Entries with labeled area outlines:
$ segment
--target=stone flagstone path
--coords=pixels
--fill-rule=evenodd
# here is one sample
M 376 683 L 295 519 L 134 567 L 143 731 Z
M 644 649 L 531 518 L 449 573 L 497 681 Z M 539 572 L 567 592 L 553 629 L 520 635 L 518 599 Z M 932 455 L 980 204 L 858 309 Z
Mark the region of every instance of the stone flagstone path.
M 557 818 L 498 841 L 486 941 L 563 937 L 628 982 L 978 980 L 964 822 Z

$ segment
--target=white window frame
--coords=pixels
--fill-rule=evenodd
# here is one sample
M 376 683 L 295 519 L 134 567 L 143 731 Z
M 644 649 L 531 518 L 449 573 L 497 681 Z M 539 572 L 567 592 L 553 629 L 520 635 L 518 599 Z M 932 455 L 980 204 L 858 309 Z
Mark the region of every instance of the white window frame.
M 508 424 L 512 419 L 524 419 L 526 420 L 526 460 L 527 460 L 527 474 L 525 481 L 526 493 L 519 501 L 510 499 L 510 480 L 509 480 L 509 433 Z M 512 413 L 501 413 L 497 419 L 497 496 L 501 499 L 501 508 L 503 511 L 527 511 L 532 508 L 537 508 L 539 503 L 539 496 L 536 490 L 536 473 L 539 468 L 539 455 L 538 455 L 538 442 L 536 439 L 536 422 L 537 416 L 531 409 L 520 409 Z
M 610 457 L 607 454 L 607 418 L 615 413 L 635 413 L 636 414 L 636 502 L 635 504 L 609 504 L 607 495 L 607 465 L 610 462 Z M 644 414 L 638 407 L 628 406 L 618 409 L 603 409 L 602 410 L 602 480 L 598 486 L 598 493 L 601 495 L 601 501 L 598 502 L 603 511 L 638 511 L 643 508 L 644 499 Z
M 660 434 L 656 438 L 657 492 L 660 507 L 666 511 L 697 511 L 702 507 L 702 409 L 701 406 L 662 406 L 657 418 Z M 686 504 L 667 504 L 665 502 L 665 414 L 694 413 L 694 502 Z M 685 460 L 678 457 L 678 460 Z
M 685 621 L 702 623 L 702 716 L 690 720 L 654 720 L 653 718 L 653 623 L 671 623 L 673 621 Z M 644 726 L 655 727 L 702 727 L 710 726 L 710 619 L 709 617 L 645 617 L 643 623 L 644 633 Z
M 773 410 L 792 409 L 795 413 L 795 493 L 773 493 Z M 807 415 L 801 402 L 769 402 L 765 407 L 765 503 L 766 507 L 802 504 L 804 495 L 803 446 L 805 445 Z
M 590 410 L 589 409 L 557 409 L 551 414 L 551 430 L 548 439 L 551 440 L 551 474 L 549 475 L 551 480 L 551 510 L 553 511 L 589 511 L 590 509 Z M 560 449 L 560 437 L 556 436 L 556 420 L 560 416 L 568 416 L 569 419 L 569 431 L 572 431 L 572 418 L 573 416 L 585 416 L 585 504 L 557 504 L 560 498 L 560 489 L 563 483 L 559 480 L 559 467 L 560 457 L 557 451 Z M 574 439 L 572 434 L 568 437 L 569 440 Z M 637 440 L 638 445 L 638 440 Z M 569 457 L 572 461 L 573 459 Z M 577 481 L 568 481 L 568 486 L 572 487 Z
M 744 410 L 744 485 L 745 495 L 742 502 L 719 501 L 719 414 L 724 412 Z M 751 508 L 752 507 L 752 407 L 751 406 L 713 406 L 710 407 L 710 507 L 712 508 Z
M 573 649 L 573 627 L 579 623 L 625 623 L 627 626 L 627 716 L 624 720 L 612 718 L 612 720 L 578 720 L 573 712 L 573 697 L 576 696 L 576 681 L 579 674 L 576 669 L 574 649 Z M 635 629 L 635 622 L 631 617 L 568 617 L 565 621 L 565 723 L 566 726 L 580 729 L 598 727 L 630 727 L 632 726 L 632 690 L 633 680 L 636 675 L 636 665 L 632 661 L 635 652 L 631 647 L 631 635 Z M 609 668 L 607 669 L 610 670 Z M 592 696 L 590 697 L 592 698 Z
* * *
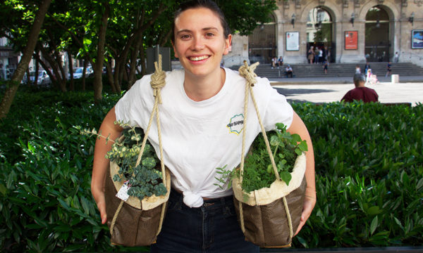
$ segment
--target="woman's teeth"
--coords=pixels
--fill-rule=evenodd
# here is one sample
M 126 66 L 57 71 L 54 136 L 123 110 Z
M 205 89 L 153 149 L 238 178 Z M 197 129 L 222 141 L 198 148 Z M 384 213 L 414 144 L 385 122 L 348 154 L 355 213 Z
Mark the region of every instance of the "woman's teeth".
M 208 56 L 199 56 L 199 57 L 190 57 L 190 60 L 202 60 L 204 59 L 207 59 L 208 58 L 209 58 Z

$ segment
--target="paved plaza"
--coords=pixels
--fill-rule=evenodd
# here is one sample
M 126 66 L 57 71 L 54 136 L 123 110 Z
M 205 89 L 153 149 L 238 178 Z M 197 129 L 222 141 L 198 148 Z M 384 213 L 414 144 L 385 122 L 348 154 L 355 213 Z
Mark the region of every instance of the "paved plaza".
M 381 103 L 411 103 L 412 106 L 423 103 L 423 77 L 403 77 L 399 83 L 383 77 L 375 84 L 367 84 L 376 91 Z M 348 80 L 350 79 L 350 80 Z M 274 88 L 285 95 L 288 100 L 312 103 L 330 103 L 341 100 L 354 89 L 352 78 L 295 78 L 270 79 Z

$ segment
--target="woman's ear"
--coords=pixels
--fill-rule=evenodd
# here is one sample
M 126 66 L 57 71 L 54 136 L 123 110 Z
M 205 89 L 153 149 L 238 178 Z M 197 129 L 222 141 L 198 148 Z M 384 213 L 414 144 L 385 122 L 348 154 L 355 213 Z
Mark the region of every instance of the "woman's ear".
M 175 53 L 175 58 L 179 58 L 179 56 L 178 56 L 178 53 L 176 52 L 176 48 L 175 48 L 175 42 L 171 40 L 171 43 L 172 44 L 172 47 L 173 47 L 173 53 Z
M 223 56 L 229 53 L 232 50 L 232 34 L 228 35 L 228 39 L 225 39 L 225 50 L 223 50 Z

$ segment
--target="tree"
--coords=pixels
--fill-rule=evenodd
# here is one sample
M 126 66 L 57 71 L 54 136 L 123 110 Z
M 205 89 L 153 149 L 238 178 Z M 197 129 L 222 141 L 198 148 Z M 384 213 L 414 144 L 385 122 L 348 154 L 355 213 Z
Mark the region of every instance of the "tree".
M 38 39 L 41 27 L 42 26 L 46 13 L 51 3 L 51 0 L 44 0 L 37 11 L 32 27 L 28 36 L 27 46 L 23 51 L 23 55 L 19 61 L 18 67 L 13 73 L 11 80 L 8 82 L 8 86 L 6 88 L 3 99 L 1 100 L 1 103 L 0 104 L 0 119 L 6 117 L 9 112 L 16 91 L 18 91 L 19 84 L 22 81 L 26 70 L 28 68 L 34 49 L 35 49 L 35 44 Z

## [Written problem]
Report every line of the entries above that contains the string "stone".

## [Problem solution]
--target=stone flagstone path
Mark the region of every instance of the stone flagstone path.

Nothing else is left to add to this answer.